● Aim
Identify the line in which "of the canal" appears, then reproduce that line and all remaining lines of the records word for word.

● Dataset excerpts
········

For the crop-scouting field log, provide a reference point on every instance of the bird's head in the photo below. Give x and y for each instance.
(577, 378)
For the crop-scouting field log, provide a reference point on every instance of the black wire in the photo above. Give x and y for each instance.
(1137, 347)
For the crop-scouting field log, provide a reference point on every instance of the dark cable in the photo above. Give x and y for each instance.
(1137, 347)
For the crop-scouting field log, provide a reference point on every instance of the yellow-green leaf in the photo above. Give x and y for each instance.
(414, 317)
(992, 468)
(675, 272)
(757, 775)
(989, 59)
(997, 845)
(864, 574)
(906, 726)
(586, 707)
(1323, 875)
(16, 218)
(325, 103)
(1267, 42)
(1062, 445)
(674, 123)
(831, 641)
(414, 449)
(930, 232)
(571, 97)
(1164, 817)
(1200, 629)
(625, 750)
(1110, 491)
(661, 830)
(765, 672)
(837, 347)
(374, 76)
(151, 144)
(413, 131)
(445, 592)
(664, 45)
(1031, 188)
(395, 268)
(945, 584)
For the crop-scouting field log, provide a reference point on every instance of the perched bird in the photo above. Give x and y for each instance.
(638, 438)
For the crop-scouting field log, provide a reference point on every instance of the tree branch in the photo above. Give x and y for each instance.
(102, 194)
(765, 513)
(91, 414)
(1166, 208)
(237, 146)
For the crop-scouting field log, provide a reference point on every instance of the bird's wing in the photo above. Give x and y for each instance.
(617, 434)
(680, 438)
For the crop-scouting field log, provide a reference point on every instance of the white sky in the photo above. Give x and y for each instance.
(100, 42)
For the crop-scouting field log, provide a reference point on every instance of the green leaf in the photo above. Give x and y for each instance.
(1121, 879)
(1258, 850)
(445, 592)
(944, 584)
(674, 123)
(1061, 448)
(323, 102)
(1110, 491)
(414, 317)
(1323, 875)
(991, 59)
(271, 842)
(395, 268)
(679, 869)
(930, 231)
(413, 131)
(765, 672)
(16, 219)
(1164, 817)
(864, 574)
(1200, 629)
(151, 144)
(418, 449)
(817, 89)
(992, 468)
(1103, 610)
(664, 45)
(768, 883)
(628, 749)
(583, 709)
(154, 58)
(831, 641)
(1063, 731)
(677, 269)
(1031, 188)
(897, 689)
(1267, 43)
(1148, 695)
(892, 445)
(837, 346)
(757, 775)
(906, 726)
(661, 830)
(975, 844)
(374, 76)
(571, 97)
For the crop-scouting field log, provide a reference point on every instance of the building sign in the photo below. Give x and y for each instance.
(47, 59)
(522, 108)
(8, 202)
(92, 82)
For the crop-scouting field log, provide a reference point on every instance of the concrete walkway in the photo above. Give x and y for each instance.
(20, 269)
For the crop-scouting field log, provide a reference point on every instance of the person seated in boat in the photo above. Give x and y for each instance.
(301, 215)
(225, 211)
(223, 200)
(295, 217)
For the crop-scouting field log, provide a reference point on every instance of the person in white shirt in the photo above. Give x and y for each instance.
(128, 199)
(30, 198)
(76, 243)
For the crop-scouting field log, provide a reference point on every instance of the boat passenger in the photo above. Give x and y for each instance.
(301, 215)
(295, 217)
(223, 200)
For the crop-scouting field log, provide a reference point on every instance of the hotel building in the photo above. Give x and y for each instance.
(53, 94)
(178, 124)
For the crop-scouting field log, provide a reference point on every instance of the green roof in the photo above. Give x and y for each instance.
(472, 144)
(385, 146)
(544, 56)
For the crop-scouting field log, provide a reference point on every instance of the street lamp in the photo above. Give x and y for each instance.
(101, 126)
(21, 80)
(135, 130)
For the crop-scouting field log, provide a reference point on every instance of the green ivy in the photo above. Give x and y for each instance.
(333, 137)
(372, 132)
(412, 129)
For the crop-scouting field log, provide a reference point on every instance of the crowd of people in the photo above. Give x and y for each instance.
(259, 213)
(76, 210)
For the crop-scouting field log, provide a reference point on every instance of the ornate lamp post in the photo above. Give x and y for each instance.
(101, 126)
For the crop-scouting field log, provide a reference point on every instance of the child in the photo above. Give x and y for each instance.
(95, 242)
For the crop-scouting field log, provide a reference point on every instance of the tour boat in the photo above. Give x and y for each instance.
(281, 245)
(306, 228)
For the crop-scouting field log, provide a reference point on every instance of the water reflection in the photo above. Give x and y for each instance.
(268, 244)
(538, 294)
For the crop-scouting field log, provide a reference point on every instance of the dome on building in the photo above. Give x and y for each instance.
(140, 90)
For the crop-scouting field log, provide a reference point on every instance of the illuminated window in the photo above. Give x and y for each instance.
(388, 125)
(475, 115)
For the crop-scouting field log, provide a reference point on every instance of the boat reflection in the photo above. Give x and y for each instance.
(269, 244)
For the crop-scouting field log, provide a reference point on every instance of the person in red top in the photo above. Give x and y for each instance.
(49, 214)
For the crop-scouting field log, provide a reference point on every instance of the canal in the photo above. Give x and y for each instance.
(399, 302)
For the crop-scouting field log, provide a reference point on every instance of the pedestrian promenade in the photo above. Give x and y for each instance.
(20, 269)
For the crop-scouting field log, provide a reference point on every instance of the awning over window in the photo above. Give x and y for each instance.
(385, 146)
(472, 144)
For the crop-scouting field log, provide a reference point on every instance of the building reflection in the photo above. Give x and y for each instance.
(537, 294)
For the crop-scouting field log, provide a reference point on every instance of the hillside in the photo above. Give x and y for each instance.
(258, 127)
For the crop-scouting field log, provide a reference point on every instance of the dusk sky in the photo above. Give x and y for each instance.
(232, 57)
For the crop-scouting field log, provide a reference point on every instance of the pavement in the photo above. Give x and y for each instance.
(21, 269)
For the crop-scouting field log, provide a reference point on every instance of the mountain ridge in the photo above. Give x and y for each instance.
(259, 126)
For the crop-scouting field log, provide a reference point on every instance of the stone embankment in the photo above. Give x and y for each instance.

········

● Task response
For the crop-scouting field log, provide a reference point on every instance of the canal in the photo above. Give x and y for each instance.
(399, 302)
For the crop-scouting field log, provide a reference point on every instance of the pedestrian promenade in the photo above. Give x and y for each instance.
(20, 269)
For the crop-scouting field log, provide a reference point on every instance of the awning over window in the photo above. Give x and y for each instance.
(385, 146)
(472, 144)
For the crop-scouting field log, provide a reference point on every instance of the building reflection in the photo above. Give x and y for each instance.
(537, 294)
For the crop-scouting field log, provide a reference point on every instance of the hillside in the photo above. Give x and y for each instance.
(258, 127)
For the crop-scouting field log, provide a reference point on every instance of the dusk sky in the photo above. Give x and y for each instance.
(232, 57)
For the crop-scouting field log, provide a reference point on every instance of the pavement in the photo above. Give x and y for each instance.
(21, 269)
For the crop-scouting field log, provide a reference point on every instance of the mountain ridge in the photo above. Give x and y for each instance.
(259, 126)
For the crop-scouting field log, provide a reference point on every instance of the stone embankment in the photo above. Give x and y for each instance.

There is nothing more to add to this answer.